→ What you need to do
Print only the line with "Task: indicate the white desktop" and the lines after it, ending with the last line of the material, each exactly as it stands.

→ Source material
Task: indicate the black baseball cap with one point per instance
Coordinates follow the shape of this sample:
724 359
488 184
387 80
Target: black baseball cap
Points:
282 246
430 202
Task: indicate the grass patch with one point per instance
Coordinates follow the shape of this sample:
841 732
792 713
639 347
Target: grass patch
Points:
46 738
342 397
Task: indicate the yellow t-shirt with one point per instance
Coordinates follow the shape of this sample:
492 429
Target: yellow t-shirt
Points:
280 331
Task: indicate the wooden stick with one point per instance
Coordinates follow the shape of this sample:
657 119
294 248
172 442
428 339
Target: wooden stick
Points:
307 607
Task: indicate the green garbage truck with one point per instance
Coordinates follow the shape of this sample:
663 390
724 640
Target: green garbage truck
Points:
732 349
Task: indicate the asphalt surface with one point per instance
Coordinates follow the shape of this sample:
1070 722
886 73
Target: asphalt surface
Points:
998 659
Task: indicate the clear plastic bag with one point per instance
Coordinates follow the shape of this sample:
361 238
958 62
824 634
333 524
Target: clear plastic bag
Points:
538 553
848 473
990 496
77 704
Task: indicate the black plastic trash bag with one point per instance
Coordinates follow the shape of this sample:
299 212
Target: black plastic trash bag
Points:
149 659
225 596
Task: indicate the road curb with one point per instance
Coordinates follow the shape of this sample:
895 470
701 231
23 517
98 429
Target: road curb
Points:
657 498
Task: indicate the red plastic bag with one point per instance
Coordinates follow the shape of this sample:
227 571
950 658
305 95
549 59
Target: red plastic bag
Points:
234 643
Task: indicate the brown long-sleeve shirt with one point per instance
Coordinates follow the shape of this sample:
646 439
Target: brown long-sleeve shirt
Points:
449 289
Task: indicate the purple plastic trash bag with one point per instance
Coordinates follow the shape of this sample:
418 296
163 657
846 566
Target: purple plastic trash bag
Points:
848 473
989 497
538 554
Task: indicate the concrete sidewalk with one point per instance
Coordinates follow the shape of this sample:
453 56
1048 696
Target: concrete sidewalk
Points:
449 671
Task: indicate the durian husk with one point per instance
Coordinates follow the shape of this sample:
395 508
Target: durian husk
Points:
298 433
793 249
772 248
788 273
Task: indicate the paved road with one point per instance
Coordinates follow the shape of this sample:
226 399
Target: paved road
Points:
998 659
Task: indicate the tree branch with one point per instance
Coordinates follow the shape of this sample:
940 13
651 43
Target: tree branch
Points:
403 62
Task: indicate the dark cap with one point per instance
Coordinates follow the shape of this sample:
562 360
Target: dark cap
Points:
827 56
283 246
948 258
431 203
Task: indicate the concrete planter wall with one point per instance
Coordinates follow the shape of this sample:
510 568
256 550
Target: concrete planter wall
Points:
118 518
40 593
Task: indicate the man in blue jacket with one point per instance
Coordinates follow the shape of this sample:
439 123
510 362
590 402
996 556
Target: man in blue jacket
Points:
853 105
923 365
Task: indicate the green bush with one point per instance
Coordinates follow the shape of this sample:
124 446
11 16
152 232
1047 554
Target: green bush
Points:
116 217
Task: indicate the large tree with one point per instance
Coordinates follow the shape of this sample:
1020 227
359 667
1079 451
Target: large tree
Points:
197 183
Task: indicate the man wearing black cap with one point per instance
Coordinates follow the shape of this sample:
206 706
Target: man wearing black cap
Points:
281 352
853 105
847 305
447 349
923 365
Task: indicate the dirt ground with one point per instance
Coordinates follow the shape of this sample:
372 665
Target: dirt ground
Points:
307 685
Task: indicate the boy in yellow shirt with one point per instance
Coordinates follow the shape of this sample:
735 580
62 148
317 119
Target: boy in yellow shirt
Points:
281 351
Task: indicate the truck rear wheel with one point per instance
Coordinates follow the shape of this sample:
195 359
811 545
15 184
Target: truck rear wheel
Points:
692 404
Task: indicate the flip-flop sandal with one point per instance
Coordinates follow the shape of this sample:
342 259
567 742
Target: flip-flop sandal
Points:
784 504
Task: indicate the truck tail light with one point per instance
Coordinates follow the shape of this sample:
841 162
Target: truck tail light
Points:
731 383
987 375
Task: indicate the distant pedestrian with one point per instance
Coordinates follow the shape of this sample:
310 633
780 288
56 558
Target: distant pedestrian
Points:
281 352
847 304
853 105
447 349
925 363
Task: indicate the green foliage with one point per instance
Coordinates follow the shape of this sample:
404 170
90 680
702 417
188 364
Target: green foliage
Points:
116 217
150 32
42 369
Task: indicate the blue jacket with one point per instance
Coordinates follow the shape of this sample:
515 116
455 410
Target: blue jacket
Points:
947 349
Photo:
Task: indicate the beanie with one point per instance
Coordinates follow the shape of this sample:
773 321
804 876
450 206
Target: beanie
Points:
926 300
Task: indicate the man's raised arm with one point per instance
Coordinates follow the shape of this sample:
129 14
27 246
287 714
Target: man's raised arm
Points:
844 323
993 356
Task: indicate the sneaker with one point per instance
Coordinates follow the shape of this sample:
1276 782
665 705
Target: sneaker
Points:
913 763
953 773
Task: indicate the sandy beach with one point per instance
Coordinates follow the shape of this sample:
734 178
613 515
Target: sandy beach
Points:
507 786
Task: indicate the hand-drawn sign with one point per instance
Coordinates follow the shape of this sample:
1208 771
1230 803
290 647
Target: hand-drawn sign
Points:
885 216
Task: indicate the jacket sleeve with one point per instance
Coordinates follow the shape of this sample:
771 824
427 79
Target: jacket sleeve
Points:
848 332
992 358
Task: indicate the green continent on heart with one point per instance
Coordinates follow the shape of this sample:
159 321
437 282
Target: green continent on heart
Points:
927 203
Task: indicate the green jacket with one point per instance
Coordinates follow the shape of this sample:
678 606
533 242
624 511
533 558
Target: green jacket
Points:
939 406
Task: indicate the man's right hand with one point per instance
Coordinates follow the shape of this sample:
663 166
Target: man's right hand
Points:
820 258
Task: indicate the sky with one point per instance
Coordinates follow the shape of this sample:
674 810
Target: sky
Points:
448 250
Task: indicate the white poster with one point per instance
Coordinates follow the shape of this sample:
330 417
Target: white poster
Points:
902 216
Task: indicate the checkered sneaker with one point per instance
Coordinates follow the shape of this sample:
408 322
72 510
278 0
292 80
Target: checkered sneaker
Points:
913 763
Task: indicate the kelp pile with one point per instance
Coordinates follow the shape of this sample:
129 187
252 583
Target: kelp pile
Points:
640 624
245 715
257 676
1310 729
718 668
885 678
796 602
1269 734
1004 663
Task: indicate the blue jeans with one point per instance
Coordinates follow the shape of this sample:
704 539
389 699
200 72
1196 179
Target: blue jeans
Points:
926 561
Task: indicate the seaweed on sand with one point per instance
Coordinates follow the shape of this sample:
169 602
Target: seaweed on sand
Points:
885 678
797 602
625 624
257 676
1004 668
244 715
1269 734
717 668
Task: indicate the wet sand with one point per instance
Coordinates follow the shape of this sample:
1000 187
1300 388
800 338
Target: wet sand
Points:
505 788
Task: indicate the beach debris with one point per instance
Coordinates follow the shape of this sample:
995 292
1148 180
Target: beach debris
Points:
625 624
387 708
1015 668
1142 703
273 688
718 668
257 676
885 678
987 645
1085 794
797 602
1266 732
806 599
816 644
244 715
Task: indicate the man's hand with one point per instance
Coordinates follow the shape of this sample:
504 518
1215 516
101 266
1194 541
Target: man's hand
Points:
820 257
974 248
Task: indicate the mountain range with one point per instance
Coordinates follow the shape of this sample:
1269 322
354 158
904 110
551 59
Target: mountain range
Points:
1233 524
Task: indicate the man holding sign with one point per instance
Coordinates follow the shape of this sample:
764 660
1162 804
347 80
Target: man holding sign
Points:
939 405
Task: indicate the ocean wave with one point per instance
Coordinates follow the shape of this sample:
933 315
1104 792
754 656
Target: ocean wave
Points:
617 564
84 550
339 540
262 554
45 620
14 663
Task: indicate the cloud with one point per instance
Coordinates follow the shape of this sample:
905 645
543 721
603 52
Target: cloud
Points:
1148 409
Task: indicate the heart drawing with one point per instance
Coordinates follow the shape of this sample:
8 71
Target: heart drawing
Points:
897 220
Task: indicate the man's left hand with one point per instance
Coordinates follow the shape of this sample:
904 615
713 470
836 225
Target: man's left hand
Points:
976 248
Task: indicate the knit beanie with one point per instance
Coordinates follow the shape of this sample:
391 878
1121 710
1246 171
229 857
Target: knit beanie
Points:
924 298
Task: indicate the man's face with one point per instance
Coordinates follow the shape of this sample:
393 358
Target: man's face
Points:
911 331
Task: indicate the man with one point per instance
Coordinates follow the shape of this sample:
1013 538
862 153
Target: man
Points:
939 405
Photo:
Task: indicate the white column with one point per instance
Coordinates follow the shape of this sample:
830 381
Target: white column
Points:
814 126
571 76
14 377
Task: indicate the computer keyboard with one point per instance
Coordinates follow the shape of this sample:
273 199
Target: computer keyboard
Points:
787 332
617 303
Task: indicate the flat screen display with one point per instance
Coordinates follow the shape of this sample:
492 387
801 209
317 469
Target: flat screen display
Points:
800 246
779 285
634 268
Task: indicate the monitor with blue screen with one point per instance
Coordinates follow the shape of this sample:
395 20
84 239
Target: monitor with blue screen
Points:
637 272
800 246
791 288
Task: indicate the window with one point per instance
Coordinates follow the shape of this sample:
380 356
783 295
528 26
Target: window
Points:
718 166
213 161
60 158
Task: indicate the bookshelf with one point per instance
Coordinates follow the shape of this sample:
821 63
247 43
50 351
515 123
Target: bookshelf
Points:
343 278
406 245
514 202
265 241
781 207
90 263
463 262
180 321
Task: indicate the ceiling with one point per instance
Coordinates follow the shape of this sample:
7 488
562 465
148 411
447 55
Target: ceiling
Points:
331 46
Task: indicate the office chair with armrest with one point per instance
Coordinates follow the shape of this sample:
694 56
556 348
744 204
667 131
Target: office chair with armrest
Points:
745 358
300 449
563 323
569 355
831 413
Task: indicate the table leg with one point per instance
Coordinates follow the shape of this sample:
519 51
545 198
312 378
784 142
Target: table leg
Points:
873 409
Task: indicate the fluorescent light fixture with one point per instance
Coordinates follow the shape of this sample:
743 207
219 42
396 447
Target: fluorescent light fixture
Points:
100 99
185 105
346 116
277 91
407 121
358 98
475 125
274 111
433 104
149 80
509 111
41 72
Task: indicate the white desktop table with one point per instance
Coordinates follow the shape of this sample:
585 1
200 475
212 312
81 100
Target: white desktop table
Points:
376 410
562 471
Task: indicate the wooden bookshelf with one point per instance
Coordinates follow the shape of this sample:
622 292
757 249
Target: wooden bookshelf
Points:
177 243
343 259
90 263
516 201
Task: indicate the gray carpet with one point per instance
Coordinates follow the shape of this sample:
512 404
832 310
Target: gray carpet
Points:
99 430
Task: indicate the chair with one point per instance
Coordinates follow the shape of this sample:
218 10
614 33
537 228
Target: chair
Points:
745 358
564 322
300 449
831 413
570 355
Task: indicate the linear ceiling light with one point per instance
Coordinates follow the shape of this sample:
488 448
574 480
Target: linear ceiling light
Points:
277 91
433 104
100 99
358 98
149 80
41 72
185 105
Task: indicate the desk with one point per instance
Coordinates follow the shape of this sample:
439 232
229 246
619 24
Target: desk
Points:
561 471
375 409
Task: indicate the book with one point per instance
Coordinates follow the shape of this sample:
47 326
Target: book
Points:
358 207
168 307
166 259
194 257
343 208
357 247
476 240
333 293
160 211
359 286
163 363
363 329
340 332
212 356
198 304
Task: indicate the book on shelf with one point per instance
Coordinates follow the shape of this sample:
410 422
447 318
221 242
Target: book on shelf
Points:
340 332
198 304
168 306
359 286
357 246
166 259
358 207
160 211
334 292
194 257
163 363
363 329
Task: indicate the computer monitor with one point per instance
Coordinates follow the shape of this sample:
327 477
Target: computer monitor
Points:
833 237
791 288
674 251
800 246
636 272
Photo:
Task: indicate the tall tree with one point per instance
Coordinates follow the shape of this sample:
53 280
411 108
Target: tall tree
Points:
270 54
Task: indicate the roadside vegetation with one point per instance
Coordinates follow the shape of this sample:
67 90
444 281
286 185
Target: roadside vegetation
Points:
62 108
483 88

→ Finished exercise
Task: indicate the white desktop table with one point per instance
Coordinates follow the shape of this sample:
585 1
200 475
212 312
81 100
Target: white desktop table
Points:
376 410
562 471
Task: indicate the wooden bookshelf with one point per instance
Coordinates follow the shape of this sample:
622 292
757 249
Target: wooden bookshelf
Points:
177 243
343 259
90 263
516 201
Task: indicate the gray carpet with one point per instance
Coordinates follow the shape of this sample:
512 404
832 310
Target: gray carpet
Points:
99 430
Task: indicate the chair with one point per instance
Coordinates follow the shape of this sample:
218 10
614 33
537 228
Target: chair
Points:
745 358
564 322
300 449
831 413
570 355
Task: indicate the linear ceiling light with one point per instance
Coordinates follow the shape of this sample:
488 448
574 480
Target: linear ceiling light
Points:
277 91
433 104
100 99
358 98
149 80
41 72
185 105
Task: indicate the desk with one point per instance
Coordinates follow the shape of this sample:
439 232
229 246
619 24
Target: desk
Points:
561 471
375 409
Task: indicate the book with one point per instance
Coordinates follow the shape of this sample:
47 326
Target: book
Points:
358 207
168 307
166 259
194 257
343 208
357 247
476 240
333 293
160 211
359 286
163 363
363 329
340 332
212 356
198 304
Task: indicate the book on shelf with one point per instance
Coordinates follow the shape of this sample:
410 422
447 318
221 242
Target: book on shelf
Points:
340 332
198 304
168 306
359 286
357 246
166 259
358 207
160 211
334 292
194 257
163 363
363 329
Task: indicate the computer monitor with one point per instance
Coordinates follow the shape of this sample:
327 477
Target: computer monitor
Points:
833 237
791 288
674 251
800 246
636 272
Photo:
Task: indicate the tall tree with one point per instance
Coordinates follow the shape of this sample:
53 280
411 108
Target: tall tree
Points:
270 54
Task: indicate the roadside vegetation with one point per instance
Coordinates follow the shape of this sample:
67 90
444 281
286 185
Target: roadside vegetation
Points:
62 108
483 88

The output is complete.